__Problem set__
• 1. In the article header, rewrite everything from "A Domestic Microgrid" down to "should be addressed.", swapping "Microgrid" for "Micro-Grid".
• 2. Check each statement against the article header and answer yes or no, quoting the words that decide it: (a) The article appeared in the journal Energies in 2018. (b) The article was accepted on 10 April 2018. (c) The article is part of a special issue on building energy use.

==== Provided passage ====

A Domestic Microgrid with Optimized Home Energy Management System

1
PMAS Arid Agriculture University, Rawalpindi 4600, Pakistan
2
COMSATS Institute of Information Technology, Islamabad 44000, Pakistan
3
CIS, Higher Colleges of Technology, Fujairah 4114, UAE
4
Research Chair of Pervasive and Mobile Computing College of Computer and Information Sciences, King Saud University, Riyadh 11633, Saudi Arabia
*
Author to whom correspondence should be addressed.
Energies 2018, 11(4), 1002; https://doi.org/10.3390/en11041002
Received: 28 February 2018 / Revised: 10 April 2018 / Accepted: 13 April 2018 / Published: 20 April 2018
(This article belongs to the Special Issue Building Energy Use: Modeling and Analysis)

==== Source material ====

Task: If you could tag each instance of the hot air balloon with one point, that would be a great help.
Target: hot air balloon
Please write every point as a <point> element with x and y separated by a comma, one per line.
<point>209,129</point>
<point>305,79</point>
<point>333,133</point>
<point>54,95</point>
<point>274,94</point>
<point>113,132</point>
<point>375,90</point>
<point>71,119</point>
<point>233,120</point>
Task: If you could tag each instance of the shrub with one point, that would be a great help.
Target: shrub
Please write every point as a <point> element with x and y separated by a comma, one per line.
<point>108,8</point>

====

__Responses to the exercise__
• 1.
A Domestic Micro-Grid with Optimized Home Energy Management System

1
PMAS Arid Agriculture University, Rawalpindi 4600, Pakistan
2
COMSATS Institute of Information Technology, Islamabad 44000, Pakistan
3
CIS, Higher Colleges of Technology, Fujairah 4114, UAE
4
Research Chair of Pervasive and Mobile Computing College of Computer and Information Sciences, King Saud University, Riyadh 11633, Saudi Arabia
*
Author to whom correspondence should be addressed.

• 2.
(a) Yes: "Energies 2018, 11(4), 1002"
(b) No: "Revised: 10 April 2018 / Accepted: 13 April 2018"
(c) Yes: "This article belongs to the Special Issue Building Energy Use: Modeling and Analysis"